■ Referring expression pointing data ■
==================================================

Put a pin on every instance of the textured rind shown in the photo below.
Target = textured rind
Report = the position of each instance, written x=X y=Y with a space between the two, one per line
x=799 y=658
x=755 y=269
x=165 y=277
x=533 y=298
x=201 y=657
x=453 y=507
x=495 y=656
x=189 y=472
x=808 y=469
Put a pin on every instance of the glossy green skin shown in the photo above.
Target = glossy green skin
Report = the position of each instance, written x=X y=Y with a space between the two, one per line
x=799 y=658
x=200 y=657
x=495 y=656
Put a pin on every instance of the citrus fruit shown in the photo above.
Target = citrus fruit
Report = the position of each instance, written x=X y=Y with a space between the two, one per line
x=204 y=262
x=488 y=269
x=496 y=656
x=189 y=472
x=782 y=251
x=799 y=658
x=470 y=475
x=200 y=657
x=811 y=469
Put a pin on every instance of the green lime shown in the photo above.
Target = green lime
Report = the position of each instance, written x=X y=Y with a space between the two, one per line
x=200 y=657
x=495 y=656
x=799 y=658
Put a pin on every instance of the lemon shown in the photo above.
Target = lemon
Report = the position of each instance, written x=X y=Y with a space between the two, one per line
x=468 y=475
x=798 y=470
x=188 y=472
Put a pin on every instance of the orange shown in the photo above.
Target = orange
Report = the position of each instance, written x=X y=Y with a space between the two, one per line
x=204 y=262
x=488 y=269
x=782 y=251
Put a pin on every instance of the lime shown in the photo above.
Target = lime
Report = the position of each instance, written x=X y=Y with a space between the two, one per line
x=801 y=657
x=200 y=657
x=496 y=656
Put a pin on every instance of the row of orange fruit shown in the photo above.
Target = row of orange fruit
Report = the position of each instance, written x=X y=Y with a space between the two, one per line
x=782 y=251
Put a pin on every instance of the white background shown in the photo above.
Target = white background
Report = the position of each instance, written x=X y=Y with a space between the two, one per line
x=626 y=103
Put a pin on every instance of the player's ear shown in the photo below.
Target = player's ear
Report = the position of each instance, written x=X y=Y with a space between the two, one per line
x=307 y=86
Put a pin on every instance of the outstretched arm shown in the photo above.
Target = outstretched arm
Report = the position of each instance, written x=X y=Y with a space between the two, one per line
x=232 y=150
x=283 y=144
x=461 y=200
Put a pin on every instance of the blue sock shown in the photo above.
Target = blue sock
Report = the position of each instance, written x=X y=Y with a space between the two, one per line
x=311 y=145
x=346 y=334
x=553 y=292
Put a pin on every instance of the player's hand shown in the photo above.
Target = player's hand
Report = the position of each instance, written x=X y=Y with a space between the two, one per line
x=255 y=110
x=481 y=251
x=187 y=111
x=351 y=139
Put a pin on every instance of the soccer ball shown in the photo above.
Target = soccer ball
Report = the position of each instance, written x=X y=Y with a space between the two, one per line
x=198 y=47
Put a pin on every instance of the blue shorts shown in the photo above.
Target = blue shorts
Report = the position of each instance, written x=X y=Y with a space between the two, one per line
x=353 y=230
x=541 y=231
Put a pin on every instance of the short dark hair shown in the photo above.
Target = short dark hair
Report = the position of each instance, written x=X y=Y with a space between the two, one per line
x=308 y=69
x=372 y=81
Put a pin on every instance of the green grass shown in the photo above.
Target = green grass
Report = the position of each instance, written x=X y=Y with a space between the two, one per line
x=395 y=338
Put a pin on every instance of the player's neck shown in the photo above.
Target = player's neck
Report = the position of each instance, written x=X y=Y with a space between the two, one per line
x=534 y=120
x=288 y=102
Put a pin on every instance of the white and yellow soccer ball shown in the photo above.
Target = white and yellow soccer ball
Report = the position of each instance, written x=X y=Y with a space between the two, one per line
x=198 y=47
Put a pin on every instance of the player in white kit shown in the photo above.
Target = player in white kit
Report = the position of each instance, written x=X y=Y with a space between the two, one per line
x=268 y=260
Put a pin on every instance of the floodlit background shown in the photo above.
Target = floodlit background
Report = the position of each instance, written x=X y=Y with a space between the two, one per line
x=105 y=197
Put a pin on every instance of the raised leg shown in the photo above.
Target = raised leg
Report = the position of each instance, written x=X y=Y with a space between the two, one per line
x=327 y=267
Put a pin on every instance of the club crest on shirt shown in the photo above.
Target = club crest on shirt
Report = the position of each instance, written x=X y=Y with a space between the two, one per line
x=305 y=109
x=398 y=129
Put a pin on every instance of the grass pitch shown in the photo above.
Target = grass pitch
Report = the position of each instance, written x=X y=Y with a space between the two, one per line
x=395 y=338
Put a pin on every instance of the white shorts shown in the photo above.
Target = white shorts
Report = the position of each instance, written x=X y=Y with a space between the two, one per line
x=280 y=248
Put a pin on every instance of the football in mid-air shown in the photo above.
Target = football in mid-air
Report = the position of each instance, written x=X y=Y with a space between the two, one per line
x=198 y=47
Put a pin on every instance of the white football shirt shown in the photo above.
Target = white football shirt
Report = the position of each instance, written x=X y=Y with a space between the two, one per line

==================================================

■ WHAT IS REQUIRED ■
Search each line of the data above for "rind", and copy the lines where it occurs.

■ EXERCISE RESULT ■
Put a pin on every instance of the textured rind shown in the photo below.
Target = textured rind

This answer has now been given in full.